(Dataset entries)
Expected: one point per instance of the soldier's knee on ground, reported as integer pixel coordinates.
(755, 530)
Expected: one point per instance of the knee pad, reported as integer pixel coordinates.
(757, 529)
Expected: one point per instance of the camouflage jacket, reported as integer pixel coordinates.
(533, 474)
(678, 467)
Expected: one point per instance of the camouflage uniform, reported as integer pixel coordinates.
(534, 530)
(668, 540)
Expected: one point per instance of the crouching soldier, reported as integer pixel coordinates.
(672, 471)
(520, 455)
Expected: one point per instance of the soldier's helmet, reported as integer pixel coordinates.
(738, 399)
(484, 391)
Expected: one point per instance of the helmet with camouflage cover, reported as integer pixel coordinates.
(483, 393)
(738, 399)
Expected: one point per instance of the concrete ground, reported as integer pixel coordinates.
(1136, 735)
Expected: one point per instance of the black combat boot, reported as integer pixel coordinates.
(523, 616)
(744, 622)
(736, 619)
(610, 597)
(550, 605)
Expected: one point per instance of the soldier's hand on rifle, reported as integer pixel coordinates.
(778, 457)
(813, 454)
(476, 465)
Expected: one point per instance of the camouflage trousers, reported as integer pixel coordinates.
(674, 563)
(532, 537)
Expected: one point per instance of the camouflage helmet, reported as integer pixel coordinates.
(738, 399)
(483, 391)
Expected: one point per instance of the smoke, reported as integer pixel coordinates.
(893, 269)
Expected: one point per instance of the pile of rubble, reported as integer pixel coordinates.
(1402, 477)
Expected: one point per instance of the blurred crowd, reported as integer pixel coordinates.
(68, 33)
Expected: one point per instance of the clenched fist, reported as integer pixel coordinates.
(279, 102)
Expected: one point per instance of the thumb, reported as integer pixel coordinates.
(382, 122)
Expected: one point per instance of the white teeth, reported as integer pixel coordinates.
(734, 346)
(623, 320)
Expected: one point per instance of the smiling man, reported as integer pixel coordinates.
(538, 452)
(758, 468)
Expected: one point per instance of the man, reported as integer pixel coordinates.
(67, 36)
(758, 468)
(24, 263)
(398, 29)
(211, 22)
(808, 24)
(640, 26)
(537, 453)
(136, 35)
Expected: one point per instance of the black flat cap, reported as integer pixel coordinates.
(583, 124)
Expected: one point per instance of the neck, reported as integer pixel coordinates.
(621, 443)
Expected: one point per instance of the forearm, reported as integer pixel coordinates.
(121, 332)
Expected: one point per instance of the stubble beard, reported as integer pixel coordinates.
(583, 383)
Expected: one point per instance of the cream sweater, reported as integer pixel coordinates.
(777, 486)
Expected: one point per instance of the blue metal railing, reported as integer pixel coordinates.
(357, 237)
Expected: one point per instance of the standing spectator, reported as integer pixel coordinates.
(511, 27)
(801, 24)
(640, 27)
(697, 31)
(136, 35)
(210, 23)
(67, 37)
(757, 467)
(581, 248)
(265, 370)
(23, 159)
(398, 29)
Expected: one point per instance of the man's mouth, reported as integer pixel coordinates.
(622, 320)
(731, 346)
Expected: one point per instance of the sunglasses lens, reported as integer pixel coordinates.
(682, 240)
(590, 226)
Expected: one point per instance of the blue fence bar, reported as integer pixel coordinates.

* [INSTRUCTION]
Produce a verbatim transcription of the entries above.

* [WRITTEN ANSWER]
Expected: one point per instance of the soldier's knee on ground, reported as integer pixel coordinates.
(755, 530)
Expected: one point per instance of the knee pad, reported as integer pixel coordinates.
(757, 529)
Expected: one point per instance of the camouflage jacket, reported as integer pixel coordinates.
(533, 474)
(678, 467)
Expected: one point per instance of the camouflage uniform, reported as integer pixel coordinates.
(534, 530)
(668, 540)
Expected: one point per instance of the crouching soldier, reported as integer pixel coordinates.
(672, 471)
(520, 455)
Expected: one point per instance of the soldier's helmet, reported as integer pixel coordinates.
(738, 399)
(484, 391)
Expected: one point per instance of the helmet with camouflage cover, reported as integer pixel coordinates.
(483, 393)
(738, 399)
Expected: one point per instance of the concrete ground, reported as integer pixel coordinates.
(1136, 735)
Expected: one point per instance of the black combat boot, reported as integer pixel coordinates.
(523, 616)
(744, 622)
(736, 619)
(610, 597)
(550, 605)
Expected: one point per instance of the soldier's hand on rifle, reported as integer pixel coordinates.
(778, 457)
(813, 454)
(476, 465)
Expected: one point per instance of the camouflage trousers, reported as integer pixel coordinates.
(674, 563)
(532, 537)
Expected: one point per instance of the camouflage helmet, reported as integer pixel coordinates.
(738, 399)
(483, 391)
Expected: one point per instance of the smoke, reported as integer pixel coordinates.
(893, 269)
Expected: one point per instance of the pile of rubble, reported as integer pixel coordinates.
(1402, 477)
Expected: one point per instance of the blurred crowd, reported as integer pixel coordinates.
(68, 33)
Expected: one point per instance of the clenched fist, reported as integer pixel coordinates.
(279, 102)
Expected: one point per instance of the thumb, reported as integer pixel coordinates.
(382, 122)
Expected: one point per instance of the white teeth, reported as integer pixel coordinates.
(734, 346)
(623, 320)
Expected: one point per instance of the smiling man, reported as integer pixel coordinates.
(538, 452)
(758, 468)
Expected: one point per instance of the man, reported as integer pixel coordinates.
(67, 36)
(758, 468)
(24, 263)
(398, 29)
(211, 22)
(808, 24)
(640, 26)
(537, 453)
(136, 35)
Expected: one point per instance of the black flat cap, reported as integer pixel coordinates.
(583, 124)
Expected: one point per instance of the neck, reported as integer pixel coordinates.
(621, 443)
Expected: one point per instance of the forearm, reported as integer pixel coordinates.
(121, 332)
Expected: one point per instance of the stubble beard, reported as integer pixel coordinates.
(583, 383)
Expected: one point per instance of the cream sweater, reported as integer pixel coordinates.
(777, 486)
Expected: one point per instance of the blue metal railing, reported as integer pixel coordinates.
(357, 237)
Expected: one point per instance of the standing spectator, reported as integer pixel coordinates.
(511, 27)
(801, 24)
(640, 27)
(697, 31)
(136, 35)
(210, 23)
(67, 37)
(757, 467)
(581, 248)
(265, 370)
(23, 159)
(398, 29)
Expected: one point per instance of the man's mouth, reported as integer pixel coordinates.
(622, 320)
(731, 346)
Expected: one point per instance of the sunglasses lens, reported as integer pixel coordinates.
(682, 240)
(590, 226)
Expected: one point per instance of the blue fence bar, reported as integer pixel coordinates.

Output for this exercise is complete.